(Supplied material)

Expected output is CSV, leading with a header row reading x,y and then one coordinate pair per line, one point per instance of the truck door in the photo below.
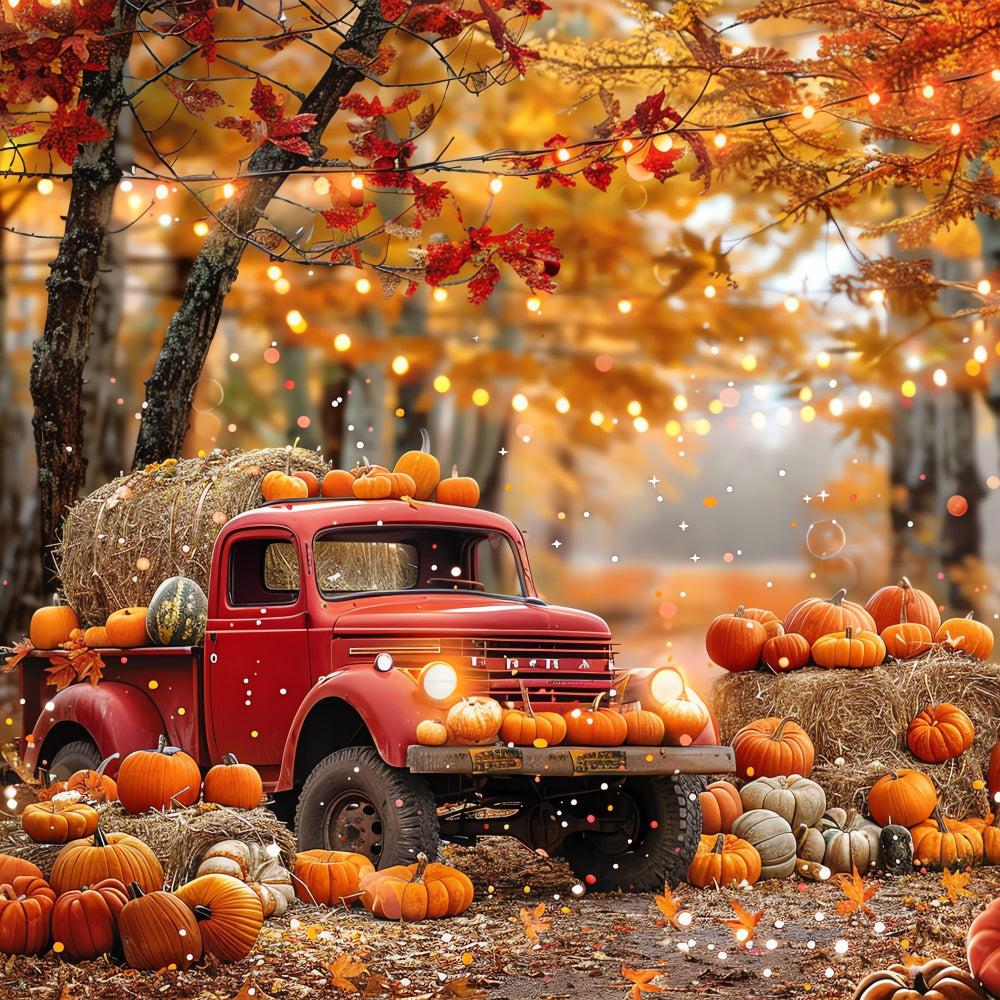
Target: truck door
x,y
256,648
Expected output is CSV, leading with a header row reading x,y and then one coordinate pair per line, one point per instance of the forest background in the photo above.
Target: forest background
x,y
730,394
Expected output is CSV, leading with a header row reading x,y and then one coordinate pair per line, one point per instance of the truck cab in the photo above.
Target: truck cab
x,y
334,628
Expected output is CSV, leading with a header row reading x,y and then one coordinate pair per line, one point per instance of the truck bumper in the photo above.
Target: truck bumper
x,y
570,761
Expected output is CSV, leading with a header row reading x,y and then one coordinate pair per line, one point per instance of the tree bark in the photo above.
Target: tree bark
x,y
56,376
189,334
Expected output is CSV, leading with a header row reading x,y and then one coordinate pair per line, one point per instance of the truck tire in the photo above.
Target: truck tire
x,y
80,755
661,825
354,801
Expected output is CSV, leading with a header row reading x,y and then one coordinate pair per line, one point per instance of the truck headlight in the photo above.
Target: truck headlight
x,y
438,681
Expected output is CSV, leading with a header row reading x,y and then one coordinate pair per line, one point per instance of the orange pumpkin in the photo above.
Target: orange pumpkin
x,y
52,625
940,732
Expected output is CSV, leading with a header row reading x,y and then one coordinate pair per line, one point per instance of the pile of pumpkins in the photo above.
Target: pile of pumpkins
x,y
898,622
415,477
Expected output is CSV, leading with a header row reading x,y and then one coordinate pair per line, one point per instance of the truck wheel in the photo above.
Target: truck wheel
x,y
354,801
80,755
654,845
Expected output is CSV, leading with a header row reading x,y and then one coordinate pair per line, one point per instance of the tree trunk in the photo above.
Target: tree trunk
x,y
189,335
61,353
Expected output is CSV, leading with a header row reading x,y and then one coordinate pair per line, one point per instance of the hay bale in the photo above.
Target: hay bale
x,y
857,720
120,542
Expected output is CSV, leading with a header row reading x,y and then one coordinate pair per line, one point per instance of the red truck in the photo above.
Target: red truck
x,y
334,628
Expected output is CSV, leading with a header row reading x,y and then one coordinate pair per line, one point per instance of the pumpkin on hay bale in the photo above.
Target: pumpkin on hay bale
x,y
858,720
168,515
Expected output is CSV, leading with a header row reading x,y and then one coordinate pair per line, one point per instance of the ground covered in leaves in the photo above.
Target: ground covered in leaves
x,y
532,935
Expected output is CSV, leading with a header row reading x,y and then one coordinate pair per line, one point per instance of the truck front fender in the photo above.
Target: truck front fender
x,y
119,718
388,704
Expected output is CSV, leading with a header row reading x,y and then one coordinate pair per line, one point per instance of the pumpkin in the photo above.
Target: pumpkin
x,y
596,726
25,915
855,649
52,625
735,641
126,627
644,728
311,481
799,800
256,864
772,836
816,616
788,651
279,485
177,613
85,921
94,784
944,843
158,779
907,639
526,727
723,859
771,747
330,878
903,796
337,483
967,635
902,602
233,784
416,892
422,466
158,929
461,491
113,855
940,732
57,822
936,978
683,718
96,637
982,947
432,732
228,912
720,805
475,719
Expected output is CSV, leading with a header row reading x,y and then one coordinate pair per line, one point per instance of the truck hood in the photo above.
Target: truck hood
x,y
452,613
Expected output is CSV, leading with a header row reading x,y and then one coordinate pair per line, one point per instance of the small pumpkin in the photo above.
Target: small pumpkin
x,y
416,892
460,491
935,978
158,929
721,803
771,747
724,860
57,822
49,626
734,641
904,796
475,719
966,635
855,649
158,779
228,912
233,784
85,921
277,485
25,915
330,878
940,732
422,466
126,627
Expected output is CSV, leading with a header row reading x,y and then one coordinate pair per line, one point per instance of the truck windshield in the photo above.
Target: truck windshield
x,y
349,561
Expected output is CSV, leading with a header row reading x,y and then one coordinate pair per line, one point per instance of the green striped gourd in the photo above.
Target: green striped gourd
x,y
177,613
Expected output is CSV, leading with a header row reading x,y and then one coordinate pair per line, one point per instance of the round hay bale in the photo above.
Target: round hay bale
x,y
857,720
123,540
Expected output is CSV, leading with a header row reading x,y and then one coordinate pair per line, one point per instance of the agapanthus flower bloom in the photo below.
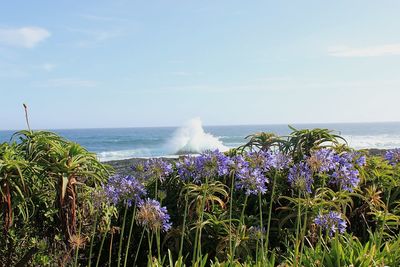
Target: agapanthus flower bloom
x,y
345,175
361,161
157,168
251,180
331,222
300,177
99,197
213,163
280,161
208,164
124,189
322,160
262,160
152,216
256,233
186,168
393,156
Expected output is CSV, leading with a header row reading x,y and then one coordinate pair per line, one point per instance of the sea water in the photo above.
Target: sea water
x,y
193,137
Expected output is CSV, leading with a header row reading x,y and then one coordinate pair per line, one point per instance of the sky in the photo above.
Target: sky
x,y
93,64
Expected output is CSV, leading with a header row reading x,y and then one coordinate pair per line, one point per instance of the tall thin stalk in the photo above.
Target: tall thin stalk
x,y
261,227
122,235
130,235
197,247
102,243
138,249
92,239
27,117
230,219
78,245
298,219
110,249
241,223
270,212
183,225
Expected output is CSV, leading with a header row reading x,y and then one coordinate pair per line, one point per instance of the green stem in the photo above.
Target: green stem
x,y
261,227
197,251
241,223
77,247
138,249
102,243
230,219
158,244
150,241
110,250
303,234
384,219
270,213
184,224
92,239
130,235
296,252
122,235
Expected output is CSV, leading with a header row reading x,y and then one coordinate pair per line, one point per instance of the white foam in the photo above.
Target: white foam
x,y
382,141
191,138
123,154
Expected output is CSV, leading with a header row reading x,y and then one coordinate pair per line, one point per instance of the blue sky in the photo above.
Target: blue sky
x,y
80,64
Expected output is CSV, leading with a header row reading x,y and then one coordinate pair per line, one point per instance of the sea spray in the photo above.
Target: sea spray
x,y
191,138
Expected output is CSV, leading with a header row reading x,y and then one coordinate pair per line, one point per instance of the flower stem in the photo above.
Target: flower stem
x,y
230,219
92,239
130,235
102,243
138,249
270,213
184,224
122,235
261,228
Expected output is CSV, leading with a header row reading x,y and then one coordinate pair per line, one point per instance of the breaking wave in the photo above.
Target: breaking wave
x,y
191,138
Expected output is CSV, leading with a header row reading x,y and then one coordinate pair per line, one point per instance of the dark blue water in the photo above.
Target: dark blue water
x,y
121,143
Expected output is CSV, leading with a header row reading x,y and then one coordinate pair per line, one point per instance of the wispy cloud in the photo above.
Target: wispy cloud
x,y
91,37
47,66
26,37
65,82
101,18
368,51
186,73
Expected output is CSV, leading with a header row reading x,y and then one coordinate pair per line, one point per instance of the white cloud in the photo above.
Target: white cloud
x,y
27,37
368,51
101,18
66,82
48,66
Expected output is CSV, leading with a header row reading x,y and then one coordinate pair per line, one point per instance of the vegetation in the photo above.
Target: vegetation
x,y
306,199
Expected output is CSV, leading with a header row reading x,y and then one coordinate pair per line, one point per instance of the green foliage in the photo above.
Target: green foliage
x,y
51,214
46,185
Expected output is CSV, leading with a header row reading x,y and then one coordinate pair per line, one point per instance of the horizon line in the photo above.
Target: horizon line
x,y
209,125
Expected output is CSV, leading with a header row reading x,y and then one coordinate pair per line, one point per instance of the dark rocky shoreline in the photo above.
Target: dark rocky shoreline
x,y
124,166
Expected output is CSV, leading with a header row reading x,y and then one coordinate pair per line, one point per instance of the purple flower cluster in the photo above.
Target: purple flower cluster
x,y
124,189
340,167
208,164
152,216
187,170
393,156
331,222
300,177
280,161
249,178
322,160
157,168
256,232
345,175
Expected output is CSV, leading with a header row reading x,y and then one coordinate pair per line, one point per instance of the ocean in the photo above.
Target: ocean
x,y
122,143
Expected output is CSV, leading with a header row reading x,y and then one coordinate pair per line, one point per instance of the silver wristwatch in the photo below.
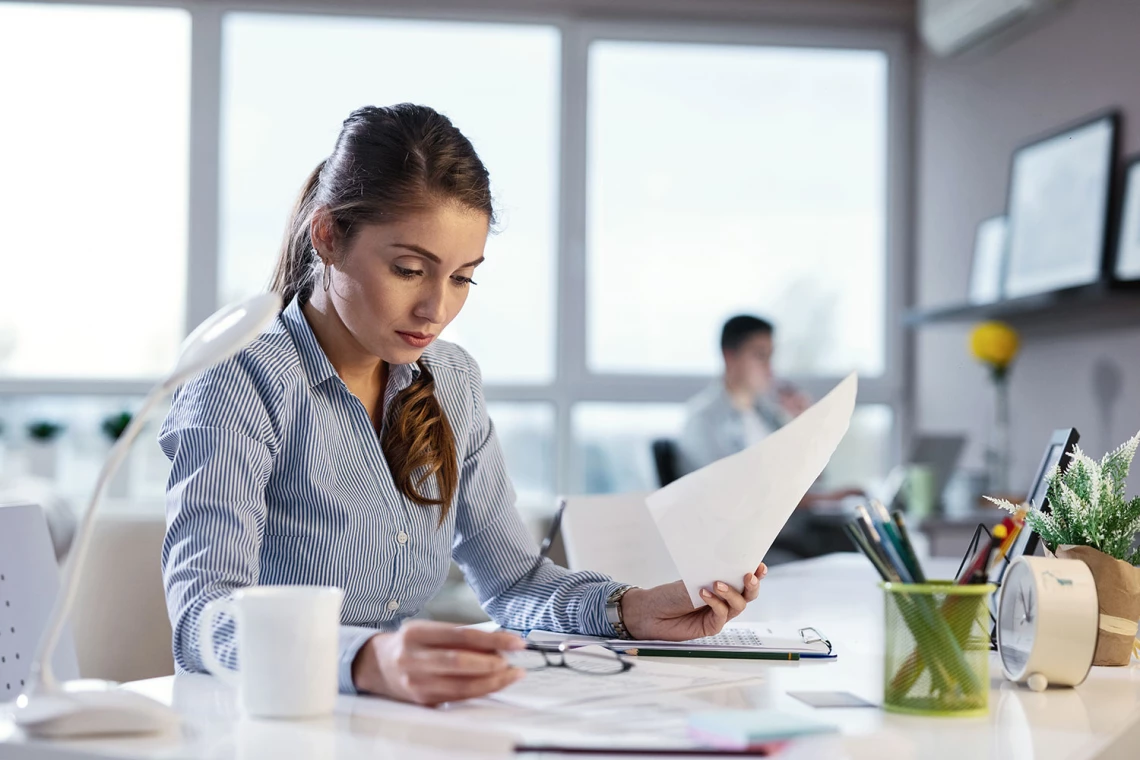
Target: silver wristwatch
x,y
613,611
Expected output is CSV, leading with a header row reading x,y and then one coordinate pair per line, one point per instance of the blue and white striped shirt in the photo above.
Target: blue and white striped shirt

(End Supplied material)

• [Problem to work on]
Every line holding the word "shirt" should be copied out of the records above.

• [Exercise answer]
Expected output is CSV, leading with a header row reading x,y and then one coordinate pair per line, one point per instance of the blue and white striped shirt in the photo above.
Target: blue and white striped shirt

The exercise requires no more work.